=== EXERCISE AIM ===
Can you copy the entries below word for word, from the line containing "the windshield wiper" through the end of the entries?

=== SUPPLIED MATERIAL ===
-- START --

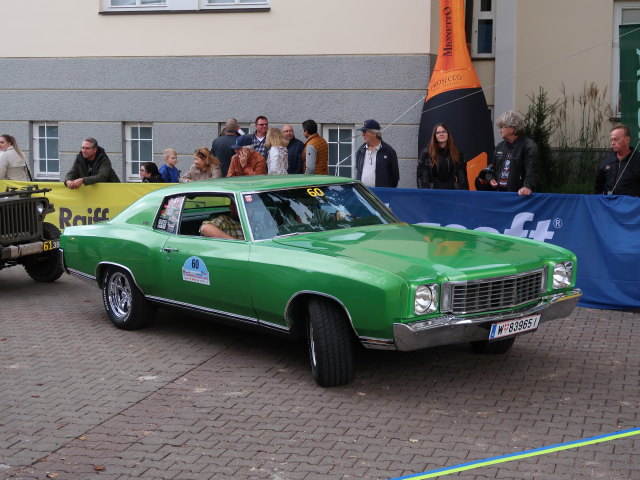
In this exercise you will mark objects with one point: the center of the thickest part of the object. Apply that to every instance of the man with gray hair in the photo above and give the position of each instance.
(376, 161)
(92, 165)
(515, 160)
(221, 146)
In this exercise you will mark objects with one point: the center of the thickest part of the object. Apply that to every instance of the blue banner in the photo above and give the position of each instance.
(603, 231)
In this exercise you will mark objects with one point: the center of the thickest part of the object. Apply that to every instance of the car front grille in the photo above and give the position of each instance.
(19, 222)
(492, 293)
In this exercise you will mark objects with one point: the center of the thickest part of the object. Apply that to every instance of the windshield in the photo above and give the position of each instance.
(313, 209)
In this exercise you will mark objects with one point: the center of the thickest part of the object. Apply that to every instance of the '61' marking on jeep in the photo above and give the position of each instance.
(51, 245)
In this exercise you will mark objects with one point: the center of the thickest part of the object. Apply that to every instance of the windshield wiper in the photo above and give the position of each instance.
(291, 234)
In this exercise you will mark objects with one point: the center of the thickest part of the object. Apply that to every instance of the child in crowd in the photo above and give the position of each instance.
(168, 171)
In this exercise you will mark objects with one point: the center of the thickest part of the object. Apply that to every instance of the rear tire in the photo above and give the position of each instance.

-- END --

=== RESULT OF THE TASK ===
In this exercise you will mark objects with one point: the center of the thickest part of the object. Apply that to every instance of the windshield wiper in the photo above and give the position of each instance.
(291, 234)
In this exercise you will mark objects with one point: the center of the thickest part of the object. Apply that to every instance of the child in crowd in the photo above and give the position of each instance.
(168, 171)
In this exercise you will mark objects with one point: the center of the thickest part of the object. Apply that to every instance of the rear tire in the photo above and give the position of each instance.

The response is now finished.